Below are the records; repeat exactly their lines between the line holding "in [351, 1]." and the line holding "in [626, 2].", inclusive, skipping the pictures.

Records contained in a dataset:
+++

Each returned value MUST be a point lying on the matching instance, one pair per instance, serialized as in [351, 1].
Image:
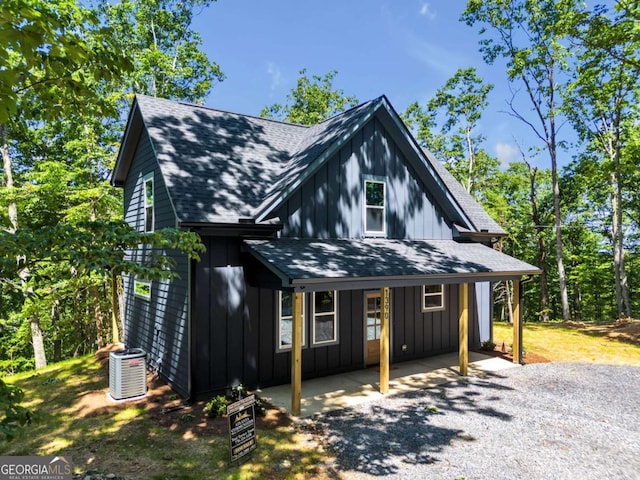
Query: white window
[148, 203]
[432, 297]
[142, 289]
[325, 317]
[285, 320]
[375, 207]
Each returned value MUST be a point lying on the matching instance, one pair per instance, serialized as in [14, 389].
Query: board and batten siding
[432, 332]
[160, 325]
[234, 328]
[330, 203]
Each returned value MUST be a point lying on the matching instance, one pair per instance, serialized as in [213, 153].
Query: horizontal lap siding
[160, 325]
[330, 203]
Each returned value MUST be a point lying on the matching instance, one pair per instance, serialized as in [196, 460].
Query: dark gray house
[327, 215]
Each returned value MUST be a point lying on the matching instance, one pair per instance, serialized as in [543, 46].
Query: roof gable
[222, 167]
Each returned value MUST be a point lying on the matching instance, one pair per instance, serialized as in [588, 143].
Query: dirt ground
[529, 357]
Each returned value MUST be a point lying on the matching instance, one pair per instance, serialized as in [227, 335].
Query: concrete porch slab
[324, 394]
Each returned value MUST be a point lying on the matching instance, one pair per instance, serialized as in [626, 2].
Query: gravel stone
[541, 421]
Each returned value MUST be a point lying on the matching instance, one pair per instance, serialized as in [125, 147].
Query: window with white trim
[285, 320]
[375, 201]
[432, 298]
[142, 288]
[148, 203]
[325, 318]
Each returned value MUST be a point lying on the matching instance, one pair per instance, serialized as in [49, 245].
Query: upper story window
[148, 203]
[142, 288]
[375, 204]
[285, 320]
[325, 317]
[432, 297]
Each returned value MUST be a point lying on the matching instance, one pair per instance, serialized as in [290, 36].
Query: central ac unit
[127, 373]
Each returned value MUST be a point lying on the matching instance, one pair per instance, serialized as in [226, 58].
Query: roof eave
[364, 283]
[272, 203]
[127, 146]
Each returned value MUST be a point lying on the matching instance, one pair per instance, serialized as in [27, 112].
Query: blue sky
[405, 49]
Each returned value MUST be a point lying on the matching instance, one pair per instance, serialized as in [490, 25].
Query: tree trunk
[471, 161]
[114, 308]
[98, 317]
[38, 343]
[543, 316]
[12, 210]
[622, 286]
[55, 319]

+++

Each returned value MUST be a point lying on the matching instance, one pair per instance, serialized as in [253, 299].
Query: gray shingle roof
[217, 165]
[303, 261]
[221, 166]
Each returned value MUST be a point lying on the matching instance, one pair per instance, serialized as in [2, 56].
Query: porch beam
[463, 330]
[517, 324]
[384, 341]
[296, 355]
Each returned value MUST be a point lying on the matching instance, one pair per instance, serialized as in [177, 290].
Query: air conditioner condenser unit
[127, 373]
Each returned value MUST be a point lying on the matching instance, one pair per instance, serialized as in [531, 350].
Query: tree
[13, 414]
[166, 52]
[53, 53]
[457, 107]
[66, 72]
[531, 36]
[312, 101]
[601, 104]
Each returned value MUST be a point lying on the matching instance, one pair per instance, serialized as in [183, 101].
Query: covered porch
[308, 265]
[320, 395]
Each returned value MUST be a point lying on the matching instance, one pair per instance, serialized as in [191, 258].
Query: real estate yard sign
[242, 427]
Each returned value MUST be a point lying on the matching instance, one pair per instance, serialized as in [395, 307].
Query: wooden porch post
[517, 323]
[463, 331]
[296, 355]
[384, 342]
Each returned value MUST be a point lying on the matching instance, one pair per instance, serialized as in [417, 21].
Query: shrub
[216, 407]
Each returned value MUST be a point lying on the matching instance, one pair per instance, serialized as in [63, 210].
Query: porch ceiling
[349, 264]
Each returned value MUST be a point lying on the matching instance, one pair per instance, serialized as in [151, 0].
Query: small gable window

+++

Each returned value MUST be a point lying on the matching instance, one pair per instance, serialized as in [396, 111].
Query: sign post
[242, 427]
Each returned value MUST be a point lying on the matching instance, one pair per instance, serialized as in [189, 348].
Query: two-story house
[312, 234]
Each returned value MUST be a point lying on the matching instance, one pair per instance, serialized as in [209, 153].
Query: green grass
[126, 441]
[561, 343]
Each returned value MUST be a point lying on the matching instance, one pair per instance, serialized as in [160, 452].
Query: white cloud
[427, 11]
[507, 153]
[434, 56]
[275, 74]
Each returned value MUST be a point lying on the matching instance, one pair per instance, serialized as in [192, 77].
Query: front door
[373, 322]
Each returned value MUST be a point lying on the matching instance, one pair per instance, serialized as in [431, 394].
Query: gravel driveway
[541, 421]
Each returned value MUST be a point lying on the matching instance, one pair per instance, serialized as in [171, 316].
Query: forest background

+++

_Answer area_.
Each returned value MUST be a point lying on the matching instance, one pair per instance, serialized as in [351, 1].
Image:
Query: white window
[148, 203]
[432, 297]
[142, 289]
[325, 317]
[285, 320]
[375, 207]
Each returned value MUST be a point lying on the matching instance, one pair per instance, serialized as in [14, 389].
Query: board and batten siding
[432, 332]
[160, 325]
[234, 328]
[330, 203]
Each returned value MUST be a point lying on the matching instance, one pair per instance, serialized as in [213, 153].
Query: horizontal lap siding
[160, 325]
[330, 203]
Each returned value MUST be a point lying on the matching instance, one pair per instance, serialized as in [196, 460].
Query: dark gray house
[327, 215]
Each returned value MUST be a point lying on the matching instance, one pair per instance, serialized as in [543, 46].
Query: roof gable
[222, 167]
Each returned value MUST be a point lying on the matching instance, one pair per instance, serialized as in [588, 143].
Query: dirt ground
[529, 357]
Each returned value MUST be a point lying on the matching instance, one pair per instance, serialized as in [227, 335].
Query: concrete porch slab
[324, 394]
Each returned value MUST be a point lying on the matching instance, one pair per instance, serialized as in [626, 2].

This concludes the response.